··· Texte à lire ···

Mais d'abord il ne faudrait pas se tromper sur les effets de la colonisation par le prestige. Nous appelons ainsi cette forme de propagande psychologique par laquelle l'Américain prétend forcer même son adversaire à se conformer à ses méthodes, à descendre sur son propre terrain, c'est-à-dire celui du progrès technique et du succès quantitatif. Lorsque M. Dubreuil ou même M. Pomaret proposent de s'inspirer des méthodes américaines, le premier par admiration béate et avec la plate humilité du réformiste, le second au nom du réalisme, et prétendent endiguer ainsi la marée américaine, il ne faut pas que ces « grœculi », vassaux intellectuels du vainqueur, nous fassent croire qu'en agissant ainsi, l'Europe peut, même matériellement, sauver sa terre aux dépens de son esprit. Au sens le plus précis du mot, c'est l'esprit qui vivifie, et si la France ou l'Allemagne adopte la rationalisation à l'américaine et le mythe de la production, fût-ce contre l'Amérique, elle ne sauvera rien du tout, même pas ses frontières, même pas ses industries. Au fond Tardieu est plus franc, lorsque, sans même essayer de sauver la face, il lie la France à la Banque américaine et l'inonde d'œuvres philanthropiques yankees. Admettons même que l'Amérique, colonisant par son prestige, laisse aux peuples européens le temps de s'adapter à la rationalisation et d'en tirer ce qu'on est convenu d'appeler les bénéfices, elle conserve encore sur eux l'immense avantage de son sol aux matières premières presque neuves, et de l'avance qu'elle a prise sur toutes les autres nations. Elle reste toujours la plus forte, même en présence de pays qui ont cherché à l'imiter. Un exemple récent le montre : c'est celui de l'Allemagne qui, ayant voulu rationaliser à outrance à l'instar des États-Unis, dans l'espoir de se débarrasser plus vite et de l'obligation des traités, et de la mainmise de la finance étrangère, s'est trouvée acculée à une crise d'une gravité sans précédent, qui la contraint à appeler au secours cette même finance internationale et particulièrement américaine, de l'emprise de laquelle elle avait espéré se dégager, en s'équipant à sa manière.

···

Consigne 1 –
Relevez toutes les personnes désignées par leur nom dans le texte sur la colonisation par le prestige.
Consigne 2 –
Poursuivez le texte sur la colonisation par le prestige à partir de sa dernière phrase.

··· Extraits de données ···

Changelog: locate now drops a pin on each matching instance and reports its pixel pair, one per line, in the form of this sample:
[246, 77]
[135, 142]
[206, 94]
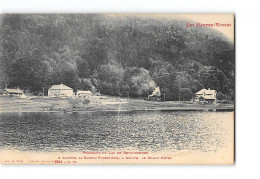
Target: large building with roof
[60, 91]
[12, 92]
[206, 95]
[84, 94]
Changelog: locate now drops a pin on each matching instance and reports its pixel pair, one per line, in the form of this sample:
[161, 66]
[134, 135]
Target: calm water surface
[145, 131]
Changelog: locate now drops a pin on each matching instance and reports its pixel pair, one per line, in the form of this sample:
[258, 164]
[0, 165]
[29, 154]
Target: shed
[60, 91]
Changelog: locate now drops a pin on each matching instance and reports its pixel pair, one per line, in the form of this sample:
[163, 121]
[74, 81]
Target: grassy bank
[11, 104]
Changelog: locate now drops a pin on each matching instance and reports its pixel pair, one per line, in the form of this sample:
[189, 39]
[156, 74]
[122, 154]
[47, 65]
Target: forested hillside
[114, 55]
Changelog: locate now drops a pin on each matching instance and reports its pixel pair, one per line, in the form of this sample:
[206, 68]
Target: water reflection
[145, 131]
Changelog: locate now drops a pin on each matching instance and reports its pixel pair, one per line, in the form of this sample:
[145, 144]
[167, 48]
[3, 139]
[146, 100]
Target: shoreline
[160, 109]
[16, 105]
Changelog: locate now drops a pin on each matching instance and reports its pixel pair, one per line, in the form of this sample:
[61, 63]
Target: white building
[60, 91]
[84, 94]
[207, 95]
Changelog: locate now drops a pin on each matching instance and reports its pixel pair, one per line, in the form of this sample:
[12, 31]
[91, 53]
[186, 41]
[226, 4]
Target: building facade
[60, 91]
[206, 95]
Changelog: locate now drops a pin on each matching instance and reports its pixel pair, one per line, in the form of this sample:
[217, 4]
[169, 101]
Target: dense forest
[115, 55]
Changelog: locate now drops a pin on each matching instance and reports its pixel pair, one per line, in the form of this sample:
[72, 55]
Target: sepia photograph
[117, 88]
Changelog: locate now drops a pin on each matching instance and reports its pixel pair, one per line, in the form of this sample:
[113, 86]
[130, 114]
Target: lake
[101, 131]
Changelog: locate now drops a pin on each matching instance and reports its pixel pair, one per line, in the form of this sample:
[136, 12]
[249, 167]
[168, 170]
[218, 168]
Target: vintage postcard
[117, 88]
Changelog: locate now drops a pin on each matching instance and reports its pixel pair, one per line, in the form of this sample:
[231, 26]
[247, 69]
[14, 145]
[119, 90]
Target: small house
[84, 94]
[60, 91]
[12, 92]
[206, 95]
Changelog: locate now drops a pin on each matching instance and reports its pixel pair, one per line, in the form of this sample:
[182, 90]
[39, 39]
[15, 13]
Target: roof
[205, 91]
[84, 92]
[209, 97]
[13, 90]
[60, 87]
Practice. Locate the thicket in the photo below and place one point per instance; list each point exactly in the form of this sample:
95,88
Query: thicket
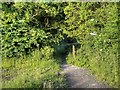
93,25
96,25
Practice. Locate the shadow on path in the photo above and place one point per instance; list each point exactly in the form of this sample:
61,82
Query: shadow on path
80,78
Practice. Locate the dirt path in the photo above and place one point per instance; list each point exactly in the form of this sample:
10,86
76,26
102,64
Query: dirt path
79,78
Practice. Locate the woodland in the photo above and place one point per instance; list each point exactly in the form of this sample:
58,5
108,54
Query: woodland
37,37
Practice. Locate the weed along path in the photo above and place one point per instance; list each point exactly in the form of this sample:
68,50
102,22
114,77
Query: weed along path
80,78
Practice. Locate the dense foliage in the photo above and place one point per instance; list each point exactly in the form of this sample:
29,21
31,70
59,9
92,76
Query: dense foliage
99,45
92,25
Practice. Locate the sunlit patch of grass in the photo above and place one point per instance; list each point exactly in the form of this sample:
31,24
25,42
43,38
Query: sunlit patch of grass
31,72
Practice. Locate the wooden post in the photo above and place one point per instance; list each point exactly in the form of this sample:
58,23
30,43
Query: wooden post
73,51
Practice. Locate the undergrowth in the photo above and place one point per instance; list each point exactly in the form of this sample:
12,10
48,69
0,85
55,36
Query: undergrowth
31,72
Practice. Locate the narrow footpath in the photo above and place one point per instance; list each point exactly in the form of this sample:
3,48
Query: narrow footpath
80,78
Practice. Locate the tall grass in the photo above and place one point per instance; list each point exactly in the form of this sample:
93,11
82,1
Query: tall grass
31,71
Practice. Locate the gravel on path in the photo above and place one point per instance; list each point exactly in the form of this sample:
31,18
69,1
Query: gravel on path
78,77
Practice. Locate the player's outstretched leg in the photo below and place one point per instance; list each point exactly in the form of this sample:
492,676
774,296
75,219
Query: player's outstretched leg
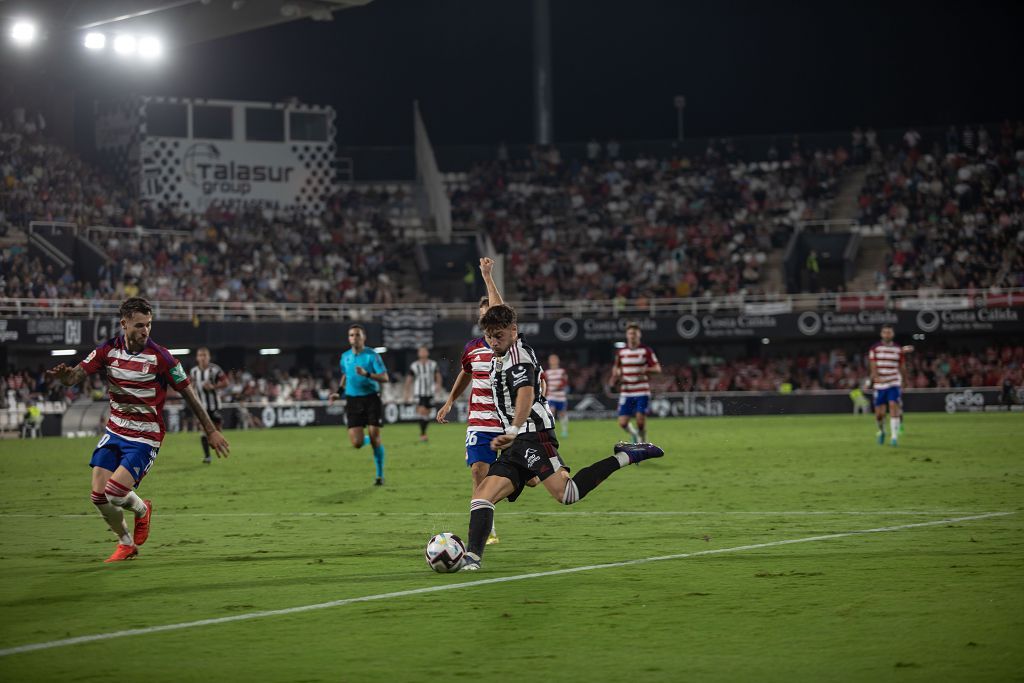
589,478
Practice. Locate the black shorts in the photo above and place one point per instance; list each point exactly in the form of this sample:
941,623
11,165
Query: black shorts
531,455
364,411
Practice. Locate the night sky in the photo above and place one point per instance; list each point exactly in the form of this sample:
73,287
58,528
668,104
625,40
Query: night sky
744,67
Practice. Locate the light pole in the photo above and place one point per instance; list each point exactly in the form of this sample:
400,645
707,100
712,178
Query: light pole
680,103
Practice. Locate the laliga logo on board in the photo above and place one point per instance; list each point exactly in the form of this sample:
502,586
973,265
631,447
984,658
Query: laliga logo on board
688,326
809,323
566,329
288,416
928,319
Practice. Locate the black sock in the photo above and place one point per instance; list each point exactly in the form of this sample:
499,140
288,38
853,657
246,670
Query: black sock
481,518
589,478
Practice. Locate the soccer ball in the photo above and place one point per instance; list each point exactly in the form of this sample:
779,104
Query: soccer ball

···

Réponse rédigée 1 –
Les personnes nommées sont M. Dubreuil, M. Pomaret et Tardieu.

Réponse rédigée 2 –
D'ailleurs, en réalité, la colonisation par le prestige ne peut jamais être séparée de la colonisation brutale. La seule différence possible est que parfois elle la précède et d'autres fois elle la suive. Quand le prestige est le premier à coloniser un pays, il est le meilleur fourrier de la conquête matérielle : en effet ce sont les ressorts mêmes de toute résistance qui sont brisés par l'acceptation du prestige, et si parfois on lutte encore de façon instinctive, on ne sait plus pour quoi lutter. La colonisation brutale, lorsqu’au contraire elle apparaît la première, ne néglige d'ailleurs pas pour cela les facteurs de la propagande. Le colonisateur ne se réclame pas de la virtu du conquérant ; il condamne la violence, tout comme le préfet de police ; il s'appuie sur le médecin, comme sur le pasteur et le missionnaire ; et dans les pays où sa poigne est la plus brutale, il affecte de protéger toujours les parias, les femmes et les petits enfants, de préférence dégénérés ou incurables, contre les aristocraties viriles et contre les traditions guerrières. Autant que possible, il ne combat pas lui-même ; il cherche à gagner à sa cause une tribu plus vénale ou plus politicienne que les autres. Il corrompt par l'or et par la parole; et si parfois un soldat à son service tire l'épée comme pour la guerre de conquête, où à l'origine les adversaires combattaient sur le même plan, il est sévèrement blâmé pour cette erreur de tactique.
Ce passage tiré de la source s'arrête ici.